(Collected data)
* BEGIN *
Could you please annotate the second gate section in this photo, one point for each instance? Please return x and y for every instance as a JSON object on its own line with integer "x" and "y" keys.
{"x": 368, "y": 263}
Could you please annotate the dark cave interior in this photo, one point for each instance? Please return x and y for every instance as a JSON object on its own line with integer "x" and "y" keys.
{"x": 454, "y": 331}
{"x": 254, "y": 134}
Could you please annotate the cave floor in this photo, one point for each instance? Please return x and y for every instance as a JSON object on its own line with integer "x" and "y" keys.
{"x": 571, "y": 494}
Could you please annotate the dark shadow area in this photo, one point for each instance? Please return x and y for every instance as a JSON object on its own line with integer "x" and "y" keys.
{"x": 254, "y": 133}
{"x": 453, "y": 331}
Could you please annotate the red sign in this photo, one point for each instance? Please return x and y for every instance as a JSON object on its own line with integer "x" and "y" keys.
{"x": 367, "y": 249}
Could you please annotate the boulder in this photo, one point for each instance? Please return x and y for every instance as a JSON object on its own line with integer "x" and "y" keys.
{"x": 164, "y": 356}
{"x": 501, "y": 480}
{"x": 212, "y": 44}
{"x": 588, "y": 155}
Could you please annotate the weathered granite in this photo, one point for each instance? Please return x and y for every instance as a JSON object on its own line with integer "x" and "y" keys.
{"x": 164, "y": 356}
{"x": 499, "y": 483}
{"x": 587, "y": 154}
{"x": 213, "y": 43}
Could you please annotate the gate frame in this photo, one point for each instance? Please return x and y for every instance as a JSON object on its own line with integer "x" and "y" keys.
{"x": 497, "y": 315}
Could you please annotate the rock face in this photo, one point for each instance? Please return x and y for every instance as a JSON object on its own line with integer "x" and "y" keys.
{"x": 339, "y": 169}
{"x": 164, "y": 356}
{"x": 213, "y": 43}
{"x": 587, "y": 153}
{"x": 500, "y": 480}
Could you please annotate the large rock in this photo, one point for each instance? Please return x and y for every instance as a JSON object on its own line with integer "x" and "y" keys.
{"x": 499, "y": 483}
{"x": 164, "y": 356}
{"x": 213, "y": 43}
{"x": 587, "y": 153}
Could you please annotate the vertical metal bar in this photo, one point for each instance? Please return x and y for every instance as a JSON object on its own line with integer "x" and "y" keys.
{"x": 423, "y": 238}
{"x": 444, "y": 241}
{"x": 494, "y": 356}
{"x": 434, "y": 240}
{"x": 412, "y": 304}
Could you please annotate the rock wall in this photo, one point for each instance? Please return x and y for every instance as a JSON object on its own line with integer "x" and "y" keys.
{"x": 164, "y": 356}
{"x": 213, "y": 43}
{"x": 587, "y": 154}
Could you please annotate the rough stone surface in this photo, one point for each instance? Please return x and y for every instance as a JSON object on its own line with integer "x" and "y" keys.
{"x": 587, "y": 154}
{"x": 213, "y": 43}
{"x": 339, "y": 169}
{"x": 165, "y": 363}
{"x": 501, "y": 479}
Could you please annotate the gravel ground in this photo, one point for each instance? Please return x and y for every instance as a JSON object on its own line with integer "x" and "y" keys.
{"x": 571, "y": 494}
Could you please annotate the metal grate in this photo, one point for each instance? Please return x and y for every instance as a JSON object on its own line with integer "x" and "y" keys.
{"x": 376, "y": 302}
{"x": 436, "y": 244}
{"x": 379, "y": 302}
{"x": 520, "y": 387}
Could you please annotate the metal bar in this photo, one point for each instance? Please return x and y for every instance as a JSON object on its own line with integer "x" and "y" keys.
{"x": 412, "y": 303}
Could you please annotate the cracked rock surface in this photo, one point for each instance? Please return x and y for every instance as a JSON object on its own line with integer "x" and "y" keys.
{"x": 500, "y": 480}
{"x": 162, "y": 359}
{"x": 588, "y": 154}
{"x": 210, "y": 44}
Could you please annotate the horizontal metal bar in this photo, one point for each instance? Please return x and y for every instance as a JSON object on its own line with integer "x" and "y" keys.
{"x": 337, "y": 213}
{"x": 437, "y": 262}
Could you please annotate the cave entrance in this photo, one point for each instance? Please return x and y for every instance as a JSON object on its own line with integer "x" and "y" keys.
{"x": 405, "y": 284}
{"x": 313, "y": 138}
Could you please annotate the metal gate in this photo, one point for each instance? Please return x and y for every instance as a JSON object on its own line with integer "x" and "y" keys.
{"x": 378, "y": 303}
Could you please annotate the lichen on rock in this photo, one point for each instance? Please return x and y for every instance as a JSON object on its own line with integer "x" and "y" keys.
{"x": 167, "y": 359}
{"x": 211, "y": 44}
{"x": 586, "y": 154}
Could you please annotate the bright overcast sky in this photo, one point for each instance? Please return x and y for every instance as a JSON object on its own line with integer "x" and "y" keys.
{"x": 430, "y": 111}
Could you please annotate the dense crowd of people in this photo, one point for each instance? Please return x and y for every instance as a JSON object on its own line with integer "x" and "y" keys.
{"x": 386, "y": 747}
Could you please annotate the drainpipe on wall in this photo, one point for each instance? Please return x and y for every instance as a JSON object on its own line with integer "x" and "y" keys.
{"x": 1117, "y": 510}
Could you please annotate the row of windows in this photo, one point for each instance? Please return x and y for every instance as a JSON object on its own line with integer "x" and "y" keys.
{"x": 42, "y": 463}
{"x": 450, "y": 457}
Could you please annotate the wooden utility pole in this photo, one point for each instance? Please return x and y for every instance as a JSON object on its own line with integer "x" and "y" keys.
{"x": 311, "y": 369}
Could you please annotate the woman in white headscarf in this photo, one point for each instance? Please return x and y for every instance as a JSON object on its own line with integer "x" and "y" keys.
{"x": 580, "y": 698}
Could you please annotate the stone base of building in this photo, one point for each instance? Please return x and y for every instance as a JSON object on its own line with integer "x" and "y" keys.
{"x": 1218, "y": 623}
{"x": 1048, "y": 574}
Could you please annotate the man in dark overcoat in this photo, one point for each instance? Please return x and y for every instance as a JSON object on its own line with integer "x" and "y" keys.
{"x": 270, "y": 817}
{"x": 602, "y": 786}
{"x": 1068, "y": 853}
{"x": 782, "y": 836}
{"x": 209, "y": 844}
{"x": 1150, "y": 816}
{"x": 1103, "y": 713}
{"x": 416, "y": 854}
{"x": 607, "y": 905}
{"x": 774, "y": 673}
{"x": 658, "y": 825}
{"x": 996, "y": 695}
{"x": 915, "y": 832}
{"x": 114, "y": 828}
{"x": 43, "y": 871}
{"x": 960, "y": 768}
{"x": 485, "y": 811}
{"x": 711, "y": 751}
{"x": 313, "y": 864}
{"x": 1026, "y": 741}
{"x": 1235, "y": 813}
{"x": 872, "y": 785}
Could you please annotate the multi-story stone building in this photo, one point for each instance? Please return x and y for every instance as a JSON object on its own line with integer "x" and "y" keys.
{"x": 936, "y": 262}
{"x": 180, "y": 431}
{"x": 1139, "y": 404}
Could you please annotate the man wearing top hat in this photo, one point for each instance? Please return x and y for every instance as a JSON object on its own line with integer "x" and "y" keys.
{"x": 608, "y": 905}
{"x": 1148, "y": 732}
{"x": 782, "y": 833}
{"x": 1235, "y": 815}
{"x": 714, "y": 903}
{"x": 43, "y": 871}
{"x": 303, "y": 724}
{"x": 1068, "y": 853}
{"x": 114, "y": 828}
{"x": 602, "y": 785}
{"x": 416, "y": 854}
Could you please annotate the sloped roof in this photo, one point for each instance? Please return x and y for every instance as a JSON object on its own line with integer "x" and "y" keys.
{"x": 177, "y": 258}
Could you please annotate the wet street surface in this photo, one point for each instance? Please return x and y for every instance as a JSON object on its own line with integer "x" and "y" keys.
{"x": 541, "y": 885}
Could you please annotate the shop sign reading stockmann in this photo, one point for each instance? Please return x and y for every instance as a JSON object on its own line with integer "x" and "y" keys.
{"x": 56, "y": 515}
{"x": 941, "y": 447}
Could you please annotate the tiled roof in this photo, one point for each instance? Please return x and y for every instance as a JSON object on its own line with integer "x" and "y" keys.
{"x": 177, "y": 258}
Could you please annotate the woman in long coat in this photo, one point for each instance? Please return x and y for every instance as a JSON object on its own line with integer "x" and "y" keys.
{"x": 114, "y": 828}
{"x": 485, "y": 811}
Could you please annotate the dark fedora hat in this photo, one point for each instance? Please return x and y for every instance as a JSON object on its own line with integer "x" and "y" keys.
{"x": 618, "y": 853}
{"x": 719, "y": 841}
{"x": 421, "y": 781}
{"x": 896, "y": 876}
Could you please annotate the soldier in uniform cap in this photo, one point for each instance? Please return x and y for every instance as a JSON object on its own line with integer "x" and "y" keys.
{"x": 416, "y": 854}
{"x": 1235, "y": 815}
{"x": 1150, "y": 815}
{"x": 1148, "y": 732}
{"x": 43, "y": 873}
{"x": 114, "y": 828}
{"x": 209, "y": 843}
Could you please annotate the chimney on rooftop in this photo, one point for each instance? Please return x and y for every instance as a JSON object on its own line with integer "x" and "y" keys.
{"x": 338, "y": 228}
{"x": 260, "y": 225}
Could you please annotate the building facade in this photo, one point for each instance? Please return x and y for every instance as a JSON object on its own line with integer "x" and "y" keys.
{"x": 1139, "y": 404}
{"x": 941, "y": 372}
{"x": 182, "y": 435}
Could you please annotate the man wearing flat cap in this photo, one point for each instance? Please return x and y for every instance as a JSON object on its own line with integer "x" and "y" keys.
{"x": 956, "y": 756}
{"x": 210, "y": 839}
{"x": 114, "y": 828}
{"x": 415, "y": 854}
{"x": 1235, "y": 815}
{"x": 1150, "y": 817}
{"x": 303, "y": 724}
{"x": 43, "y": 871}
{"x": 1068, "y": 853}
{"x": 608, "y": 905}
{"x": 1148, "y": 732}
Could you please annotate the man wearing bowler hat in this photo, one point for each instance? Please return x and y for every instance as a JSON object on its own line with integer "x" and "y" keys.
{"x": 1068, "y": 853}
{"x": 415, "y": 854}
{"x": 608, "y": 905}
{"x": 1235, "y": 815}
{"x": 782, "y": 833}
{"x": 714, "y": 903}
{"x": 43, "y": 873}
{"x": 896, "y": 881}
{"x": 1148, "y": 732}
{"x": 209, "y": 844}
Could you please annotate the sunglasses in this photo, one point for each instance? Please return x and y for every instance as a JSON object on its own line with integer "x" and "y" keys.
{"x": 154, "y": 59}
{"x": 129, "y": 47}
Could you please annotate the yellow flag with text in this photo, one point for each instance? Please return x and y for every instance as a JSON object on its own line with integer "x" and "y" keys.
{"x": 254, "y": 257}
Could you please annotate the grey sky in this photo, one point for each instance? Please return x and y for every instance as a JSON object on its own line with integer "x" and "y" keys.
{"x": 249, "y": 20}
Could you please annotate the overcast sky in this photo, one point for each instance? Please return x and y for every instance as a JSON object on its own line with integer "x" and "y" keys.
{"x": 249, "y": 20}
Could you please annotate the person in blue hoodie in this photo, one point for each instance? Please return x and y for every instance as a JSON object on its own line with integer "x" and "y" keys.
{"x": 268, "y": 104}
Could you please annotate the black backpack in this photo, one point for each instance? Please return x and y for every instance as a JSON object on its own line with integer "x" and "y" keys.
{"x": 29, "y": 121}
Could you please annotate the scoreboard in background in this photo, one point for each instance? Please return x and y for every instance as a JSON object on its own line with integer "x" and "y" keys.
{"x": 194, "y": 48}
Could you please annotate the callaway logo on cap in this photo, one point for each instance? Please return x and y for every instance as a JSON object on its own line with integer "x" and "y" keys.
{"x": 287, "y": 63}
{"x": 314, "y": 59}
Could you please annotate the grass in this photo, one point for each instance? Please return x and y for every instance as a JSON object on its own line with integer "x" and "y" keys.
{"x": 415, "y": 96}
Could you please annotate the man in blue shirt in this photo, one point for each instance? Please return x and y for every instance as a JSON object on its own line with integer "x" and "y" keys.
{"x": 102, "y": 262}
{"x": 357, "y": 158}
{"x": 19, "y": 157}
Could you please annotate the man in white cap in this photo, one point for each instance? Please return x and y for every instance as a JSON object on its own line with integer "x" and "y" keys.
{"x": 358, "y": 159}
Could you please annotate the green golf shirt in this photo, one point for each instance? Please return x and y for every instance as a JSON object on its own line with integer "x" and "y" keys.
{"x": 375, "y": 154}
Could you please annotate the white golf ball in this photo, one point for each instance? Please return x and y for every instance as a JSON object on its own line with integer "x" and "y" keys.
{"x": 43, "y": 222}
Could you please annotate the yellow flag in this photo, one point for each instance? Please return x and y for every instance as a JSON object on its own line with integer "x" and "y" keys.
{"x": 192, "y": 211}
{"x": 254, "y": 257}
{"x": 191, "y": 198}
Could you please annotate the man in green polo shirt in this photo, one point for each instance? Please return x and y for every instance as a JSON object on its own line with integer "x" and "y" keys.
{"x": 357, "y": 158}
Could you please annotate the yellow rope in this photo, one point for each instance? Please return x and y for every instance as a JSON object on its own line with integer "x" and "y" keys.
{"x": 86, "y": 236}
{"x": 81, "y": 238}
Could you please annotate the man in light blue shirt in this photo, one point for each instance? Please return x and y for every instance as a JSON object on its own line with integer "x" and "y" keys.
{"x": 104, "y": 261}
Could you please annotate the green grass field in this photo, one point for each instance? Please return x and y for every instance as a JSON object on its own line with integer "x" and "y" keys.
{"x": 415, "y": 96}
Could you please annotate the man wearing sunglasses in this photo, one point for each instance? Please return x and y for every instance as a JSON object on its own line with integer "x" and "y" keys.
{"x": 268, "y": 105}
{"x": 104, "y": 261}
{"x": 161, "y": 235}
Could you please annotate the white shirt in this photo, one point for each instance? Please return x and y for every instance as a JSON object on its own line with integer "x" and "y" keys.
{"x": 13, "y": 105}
* END *
Set task: Output the records from the line containing "Could you please annotate the white shirt" through the end of the records as a two-column CSV with columns named text and answer. Give one row per record, and put each value in a single quoted field with line breaks replaced by spaces.

Right answer:
text,answer
"Could you please annotate the white shirt in this photo, one point for each instance? Please return x and y for every instance as a JSON object on its own line with integer ""x"" and ""y"" keys.","{""x"": 13, ""y"": 105}"